### Te doen
• A. Neem de rijen over vanaf de regel met "Locate the helicopter landing" tot en met het einde van de rijen, en vervang daarin "metal post" door "steel pole". Laat alles verder hetzelfde.
• B. Schrijf het betoog over Google en de bescherming van persoonsgegevens verder, te beginnen na de laatste zin.

### Getoonde tekst
▼▼▼

Mevrouw Gesthuizen (SP):

Dat is mooi. Ik moet echter wel een aantal concrete zaken noemen. Allereerst wil ik graag weten waar Nederlandse burgers nu aan toe zijn. Waarschijnlijk moeten ze zich in eerste instantie bij Google melden. Ik kan mij maar zo voorstellen dat de Kamer het niet wenselijk vindt dat uiteindelijk Google degene is die gaat bepalen wat relevante informatie is. Ik kan mij goed voorstellen dat dit een vraag is die een burger aan een onafhankelijke autoriteit moet kunnen voorleggen. De gang naar de civiele rechter staat natuurlijk altijd open, maar meent de minister niet ook dat hier een rol is weggelegd voor het College bescherming persoonsgegevens? Hoe verhoudt deze uitspraak zich tot de onderhandelingen in het proces dat op dit moment nog gaande is om te komen tot Europese regels over dataprotectie? Ik kan mij voorstellen dat daarop in een brief zou moeten worden ingegaan. Er komt een verordening aan. Die is al heel lang in de maak. Deze uitspraak werpt daarop een heel nieuw licht. Ik hoor graag nader van de minister. Als hij nu geen antwoord kan geven, lees ik dat graag in een brief, die wij hopelijk voor het zomerreces kunnen ontvangen.

▲▲▲

### Vermelde rijen
▼▼▼

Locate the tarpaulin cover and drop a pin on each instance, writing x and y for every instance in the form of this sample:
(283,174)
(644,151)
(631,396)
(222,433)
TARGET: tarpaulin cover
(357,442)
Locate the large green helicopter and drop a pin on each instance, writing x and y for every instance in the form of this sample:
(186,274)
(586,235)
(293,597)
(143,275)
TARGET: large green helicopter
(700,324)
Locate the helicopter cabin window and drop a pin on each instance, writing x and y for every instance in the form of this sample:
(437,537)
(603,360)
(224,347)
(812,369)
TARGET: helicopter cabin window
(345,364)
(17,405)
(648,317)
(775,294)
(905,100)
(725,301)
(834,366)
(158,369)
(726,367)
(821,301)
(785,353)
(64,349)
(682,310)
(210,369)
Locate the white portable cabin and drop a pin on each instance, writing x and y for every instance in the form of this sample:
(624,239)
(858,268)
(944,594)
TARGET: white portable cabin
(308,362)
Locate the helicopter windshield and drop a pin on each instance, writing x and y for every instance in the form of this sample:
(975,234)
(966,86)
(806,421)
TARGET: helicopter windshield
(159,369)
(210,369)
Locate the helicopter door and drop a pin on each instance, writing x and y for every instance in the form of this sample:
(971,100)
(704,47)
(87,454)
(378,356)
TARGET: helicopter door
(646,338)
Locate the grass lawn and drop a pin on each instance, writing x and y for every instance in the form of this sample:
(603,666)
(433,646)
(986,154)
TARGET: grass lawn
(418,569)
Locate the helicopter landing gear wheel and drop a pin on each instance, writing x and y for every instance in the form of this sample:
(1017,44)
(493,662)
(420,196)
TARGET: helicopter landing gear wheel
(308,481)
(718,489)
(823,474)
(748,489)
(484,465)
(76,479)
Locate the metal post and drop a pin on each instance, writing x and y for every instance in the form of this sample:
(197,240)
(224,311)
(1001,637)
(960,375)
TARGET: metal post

▲▲▲

### Antwoorden
• A.
Locate the helicopter landing gear wheel and drop a pin on each instance, writing x and y for every instance in the form of this sample:
(1017,44)
(493,662)
(420,196)
TARGET: helicopter landing gear wheel
(308,481)
(718,489)
(823,474)
(748,489)
(484,465)
(76,479)
Locate the steel pole and drop a pin on each instance, writing x and y for every instance in the form of this sample:
(197,240)
(224,311)
(1001,637)
(960,375)
TARGET: steel pole

• B.
Minister Opstelten:

Ik dank mevrouw Gesthuizen voor haar vraag. Allereerst moeten wij hierover juridisch goed nadenken. De burger moet zich tot Google richten. Aansprakelijkheid is hier aan de orde. Ook technische vraagstukken zijn hierbij aan de orde. Het CBP is volstrekt onafhankelijk. Het college kennende, zal het zich zeker laten horen in deze kwestie. Natuurlijk moeten wij de relatie van de burger tot deze uitspraak en tot de bedrijven meenemen in de brief, die zeker voor het zomerreces naar de Kamer zal komen.

Mevrouw Gesthuizen (SP):

Dat is prettig. Vooral met dat laatste ben ik blij. Ik zie de brief met belangstelling voor de zomer tegemoet. Ik ga in ieder geval zelf ook nog even bellen met het CBP met de vraag of het duidelijk kan communiceren of burgers inderdaad bij het CBP terechtkunnen als zij een verzoek indienen waar Google niet naar wil luisteren waardoor zij met een groot probleem zitten.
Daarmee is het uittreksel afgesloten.